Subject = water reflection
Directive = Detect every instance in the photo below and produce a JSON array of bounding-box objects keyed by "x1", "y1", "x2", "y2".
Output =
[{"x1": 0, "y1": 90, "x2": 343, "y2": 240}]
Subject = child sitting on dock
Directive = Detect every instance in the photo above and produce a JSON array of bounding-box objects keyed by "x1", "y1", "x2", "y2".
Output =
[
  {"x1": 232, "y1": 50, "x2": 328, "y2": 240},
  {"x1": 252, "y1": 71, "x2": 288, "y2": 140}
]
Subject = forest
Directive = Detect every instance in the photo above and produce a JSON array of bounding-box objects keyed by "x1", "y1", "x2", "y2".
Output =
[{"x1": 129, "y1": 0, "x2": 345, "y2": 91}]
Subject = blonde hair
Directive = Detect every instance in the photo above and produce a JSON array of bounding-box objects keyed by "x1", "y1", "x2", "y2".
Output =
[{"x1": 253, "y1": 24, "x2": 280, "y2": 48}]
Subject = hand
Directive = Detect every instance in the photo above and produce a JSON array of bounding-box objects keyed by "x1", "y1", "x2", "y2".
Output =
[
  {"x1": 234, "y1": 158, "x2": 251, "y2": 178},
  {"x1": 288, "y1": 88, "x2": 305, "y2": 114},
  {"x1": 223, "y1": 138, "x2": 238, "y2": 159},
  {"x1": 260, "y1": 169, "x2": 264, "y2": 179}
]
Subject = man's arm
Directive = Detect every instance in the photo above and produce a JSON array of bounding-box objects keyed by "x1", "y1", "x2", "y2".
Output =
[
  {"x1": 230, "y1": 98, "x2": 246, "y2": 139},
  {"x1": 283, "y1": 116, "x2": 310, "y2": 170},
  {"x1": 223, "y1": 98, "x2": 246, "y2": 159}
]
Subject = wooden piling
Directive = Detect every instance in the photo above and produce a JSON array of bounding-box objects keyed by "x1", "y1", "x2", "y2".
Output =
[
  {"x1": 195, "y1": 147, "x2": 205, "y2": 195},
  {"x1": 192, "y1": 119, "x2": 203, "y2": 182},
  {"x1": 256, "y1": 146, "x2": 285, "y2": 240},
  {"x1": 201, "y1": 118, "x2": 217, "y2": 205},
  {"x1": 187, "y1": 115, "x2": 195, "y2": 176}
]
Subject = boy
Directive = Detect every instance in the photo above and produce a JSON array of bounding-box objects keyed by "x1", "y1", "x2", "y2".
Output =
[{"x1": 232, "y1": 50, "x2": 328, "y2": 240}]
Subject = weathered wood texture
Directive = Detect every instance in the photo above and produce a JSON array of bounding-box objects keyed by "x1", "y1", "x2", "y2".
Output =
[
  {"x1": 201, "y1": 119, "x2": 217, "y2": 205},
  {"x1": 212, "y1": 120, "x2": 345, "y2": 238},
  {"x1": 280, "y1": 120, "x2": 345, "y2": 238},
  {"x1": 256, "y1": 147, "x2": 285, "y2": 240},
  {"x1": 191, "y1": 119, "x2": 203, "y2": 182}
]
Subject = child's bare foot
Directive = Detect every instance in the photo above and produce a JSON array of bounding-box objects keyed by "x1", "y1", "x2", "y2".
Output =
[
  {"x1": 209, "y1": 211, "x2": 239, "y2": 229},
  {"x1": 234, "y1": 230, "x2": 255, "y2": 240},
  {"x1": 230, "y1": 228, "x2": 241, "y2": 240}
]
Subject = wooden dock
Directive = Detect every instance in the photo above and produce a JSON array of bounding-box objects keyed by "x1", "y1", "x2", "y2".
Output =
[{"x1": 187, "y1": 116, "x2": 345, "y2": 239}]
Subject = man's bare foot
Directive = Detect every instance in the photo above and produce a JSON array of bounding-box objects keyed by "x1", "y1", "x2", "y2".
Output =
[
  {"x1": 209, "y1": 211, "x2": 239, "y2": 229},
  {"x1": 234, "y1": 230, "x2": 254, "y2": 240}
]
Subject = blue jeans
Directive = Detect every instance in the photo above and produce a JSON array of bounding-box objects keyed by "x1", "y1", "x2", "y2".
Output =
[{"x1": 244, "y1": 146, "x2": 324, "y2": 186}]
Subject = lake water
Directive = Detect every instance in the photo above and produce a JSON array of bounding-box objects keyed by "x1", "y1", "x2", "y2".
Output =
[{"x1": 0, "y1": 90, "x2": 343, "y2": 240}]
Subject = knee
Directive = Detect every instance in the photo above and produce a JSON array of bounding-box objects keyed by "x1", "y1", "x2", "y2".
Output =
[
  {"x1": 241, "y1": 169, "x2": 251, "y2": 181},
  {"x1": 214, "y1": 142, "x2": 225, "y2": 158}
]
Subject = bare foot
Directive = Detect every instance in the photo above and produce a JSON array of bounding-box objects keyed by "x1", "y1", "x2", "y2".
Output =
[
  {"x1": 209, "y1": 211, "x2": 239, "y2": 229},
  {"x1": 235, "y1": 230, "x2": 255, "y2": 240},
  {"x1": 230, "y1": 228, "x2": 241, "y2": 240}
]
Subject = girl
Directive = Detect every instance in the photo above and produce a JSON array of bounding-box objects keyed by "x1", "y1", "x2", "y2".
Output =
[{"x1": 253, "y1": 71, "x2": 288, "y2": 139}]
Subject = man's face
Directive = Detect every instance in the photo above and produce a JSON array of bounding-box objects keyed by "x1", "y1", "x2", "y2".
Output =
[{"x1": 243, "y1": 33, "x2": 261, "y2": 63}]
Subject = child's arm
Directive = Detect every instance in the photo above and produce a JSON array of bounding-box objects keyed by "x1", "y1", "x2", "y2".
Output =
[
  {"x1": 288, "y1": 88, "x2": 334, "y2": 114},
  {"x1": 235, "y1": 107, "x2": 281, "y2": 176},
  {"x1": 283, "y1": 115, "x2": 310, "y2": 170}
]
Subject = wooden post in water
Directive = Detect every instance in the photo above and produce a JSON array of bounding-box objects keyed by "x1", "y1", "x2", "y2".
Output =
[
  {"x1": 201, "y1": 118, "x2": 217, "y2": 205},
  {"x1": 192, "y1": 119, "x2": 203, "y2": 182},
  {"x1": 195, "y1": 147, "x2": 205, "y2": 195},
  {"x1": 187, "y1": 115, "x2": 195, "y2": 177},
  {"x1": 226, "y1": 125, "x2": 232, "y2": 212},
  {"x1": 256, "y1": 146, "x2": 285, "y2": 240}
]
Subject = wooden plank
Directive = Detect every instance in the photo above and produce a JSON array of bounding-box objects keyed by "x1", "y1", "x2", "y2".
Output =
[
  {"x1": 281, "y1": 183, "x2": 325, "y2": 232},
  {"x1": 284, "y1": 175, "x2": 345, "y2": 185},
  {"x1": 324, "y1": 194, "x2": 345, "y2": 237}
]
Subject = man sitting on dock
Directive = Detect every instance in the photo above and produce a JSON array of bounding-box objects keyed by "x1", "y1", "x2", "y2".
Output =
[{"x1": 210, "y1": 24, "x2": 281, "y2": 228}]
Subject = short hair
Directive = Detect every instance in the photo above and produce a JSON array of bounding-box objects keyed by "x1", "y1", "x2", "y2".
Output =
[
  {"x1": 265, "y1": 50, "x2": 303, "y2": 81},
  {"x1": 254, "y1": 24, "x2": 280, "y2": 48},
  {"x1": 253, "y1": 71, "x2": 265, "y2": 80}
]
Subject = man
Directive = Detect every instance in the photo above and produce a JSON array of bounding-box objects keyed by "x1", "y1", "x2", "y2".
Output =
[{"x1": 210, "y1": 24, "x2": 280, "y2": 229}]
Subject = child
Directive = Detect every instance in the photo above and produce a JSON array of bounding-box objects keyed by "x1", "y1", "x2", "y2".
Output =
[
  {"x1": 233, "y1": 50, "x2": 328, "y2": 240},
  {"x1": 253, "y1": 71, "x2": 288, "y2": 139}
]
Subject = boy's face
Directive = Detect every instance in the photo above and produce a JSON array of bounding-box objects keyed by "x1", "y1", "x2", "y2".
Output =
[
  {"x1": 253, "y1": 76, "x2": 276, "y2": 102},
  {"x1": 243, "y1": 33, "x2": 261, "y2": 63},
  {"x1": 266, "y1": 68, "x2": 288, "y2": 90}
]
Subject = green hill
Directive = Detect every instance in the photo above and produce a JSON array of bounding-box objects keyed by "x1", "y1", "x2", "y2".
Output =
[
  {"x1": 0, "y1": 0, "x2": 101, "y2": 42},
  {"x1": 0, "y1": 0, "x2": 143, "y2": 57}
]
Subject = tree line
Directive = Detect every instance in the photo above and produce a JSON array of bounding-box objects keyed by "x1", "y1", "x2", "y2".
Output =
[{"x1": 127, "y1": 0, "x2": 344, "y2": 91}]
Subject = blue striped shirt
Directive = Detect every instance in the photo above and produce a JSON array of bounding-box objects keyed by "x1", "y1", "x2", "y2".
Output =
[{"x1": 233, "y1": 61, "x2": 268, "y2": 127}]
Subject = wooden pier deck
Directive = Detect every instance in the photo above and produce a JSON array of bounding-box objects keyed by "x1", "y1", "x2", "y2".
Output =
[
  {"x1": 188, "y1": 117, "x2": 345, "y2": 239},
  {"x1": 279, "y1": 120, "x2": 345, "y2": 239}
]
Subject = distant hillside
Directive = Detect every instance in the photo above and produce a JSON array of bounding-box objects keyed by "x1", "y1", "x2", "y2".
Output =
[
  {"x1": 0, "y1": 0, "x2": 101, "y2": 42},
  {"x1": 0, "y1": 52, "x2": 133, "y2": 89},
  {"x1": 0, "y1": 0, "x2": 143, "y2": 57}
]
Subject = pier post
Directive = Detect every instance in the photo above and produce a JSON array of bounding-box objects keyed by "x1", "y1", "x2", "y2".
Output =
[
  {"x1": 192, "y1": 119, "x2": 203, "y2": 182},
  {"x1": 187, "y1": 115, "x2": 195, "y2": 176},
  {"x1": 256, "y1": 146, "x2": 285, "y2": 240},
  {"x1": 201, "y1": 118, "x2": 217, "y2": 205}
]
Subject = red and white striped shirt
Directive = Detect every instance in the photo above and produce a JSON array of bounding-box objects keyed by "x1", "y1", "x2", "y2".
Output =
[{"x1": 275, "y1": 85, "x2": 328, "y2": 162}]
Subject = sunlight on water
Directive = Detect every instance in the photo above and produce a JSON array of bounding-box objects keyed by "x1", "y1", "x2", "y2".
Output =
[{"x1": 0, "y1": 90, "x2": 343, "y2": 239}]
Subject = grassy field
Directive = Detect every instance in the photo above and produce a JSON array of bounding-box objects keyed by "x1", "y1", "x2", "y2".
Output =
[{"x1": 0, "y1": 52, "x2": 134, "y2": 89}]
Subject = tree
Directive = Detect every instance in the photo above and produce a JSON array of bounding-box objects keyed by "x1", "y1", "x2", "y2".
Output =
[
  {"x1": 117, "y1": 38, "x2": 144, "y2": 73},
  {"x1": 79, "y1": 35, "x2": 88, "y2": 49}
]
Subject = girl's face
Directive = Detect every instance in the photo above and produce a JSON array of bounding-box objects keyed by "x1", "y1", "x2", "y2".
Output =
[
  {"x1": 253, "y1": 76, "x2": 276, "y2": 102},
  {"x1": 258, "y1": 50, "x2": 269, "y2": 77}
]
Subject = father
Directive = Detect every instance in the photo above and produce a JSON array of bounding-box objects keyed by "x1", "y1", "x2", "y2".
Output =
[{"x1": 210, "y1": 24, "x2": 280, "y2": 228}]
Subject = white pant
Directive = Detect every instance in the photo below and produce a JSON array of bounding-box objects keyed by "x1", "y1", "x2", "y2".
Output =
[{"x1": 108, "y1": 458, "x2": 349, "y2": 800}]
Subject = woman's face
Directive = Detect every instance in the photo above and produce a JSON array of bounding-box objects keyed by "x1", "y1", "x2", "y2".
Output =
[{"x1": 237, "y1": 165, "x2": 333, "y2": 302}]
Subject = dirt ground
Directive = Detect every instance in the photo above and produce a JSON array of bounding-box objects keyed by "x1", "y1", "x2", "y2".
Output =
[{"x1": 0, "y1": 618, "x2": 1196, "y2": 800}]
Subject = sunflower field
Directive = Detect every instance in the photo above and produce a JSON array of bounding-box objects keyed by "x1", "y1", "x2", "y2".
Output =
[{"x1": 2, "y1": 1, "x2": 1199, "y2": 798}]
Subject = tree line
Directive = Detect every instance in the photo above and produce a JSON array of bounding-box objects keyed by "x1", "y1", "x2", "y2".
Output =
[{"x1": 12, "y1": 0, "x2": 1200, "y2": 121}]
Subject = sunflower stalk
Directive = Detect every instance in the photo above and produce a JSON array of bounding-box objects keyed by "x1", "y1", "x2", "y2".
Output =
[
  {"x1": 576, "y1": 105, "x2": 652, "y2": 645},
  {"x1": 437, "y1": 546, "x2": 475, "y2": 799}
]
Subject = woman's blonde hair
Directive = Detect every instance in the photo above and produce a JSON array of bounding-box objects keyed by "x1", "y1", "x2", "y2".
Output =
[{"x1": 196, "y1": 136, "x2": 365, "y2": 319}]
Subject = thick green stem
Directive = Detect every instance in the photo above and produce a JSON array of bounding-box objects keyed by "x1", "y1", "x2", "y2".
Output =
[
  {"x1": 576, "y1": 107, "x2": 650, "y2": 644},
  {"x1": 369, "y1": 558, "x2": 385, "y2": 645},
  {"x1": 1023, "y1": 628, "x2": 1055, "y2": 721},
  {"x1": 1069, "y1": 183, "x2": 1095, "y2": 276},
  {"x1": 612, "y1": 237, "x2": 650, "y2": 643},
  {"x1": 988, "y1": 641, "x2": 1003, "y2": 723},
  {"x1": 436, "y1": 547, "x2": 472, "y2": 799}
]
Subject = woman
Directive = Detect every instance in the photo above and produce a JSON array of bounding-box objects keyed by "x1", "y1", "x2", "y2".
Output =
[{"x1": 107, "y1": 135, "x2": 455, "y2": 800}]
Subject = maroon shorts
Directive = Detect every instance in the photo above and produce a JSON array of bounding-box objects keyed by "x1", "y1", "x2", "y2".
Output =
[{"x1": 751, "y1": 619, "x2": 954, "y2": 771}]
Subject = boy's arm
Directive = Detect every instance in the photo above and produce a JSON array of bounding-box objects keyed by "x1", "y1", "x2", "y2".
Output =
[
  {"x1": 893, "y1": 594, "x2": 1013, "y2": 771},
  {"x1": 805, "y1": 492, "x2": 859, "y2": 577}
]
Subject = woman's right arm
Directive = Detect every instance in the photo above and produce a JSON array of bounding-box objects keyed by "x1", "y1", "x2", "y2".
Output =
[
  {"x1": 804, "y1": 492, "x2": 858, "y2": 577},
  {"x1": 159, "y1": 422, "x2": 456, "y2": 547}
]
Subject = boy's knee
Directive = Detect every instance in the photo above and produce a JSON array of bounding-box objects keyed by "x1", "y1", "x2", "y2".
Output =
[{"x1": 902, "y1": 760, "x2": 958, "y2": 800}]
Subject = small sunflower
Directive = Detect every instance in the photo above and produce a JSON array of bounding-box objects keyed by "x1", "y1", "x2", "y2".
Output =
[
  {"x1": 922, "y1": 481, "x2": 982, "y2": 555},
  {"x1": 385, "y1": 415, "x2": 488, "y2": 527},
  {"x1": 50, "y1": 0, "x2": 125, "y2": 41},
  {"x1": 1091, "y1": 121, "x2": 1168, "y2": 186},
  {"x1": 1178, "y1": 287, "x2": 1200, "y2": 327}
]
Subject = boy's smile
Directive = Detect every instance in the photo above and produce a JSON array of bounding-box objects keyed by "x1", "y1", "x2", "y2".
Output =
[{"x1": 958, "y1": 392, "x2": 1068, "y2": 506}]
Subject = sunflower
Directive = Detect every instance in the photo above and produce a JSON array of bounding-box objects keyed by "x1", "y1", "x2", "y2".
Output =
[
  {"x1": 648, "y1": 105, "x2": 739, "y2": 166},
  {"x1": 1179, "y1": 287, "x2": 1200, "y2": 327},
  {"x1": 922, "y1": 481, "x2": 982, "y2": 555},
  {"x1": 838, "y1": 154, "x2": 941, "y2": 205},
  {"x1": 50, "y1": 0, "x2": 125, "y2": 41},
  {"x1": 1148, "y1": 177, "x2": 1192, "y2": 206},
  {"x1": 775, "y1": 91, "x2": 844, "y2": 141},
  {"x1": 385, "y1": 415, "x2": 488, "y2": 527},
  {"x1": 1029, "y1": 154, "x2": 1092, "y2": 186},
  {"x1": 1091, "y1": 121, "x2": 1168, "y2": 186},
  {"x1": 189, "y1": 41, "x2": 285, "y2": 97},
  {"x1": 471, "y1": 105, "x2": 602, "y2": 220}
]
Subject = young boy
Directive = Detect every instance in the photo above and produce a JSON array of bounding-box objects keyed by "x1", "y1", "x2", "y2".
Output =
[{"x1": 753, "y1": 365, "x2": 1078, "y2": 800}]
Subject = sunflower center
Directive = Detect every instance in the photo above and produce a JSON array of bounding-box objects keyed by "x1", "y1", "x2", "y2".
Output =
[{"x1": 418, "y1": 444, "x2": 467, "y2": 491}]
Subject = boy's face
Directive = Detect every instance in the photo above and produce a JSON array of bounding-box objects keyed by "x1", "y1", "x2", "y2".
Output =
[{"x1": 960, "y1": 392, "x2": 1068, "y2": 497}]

# # # # #

» Exercise directions: Among the entries above, locate the lines containing "Subject = hand" and "Subject = man's arm", and transcribe exactly those two lines and all lines between.

» Written answer:
Subject = hand
Directive = Detect every instance in the photo above and produce a JSON array of bounding-box objects keyed by "x1", "y1", "x2", "y2".
Output =
[
  {"x1": 234, "y1": 158, "x2": 251, "y2": 178},
  {"x1": 288, "y1": 88, "x2": 305, "y2": 114},
  {"x1": 223, "y1": 138, "x2": 238, "y2": 159},
  {"x1": 260, "y1": 169, "x2": 264, "y2": 179}
]
Subject = man's arm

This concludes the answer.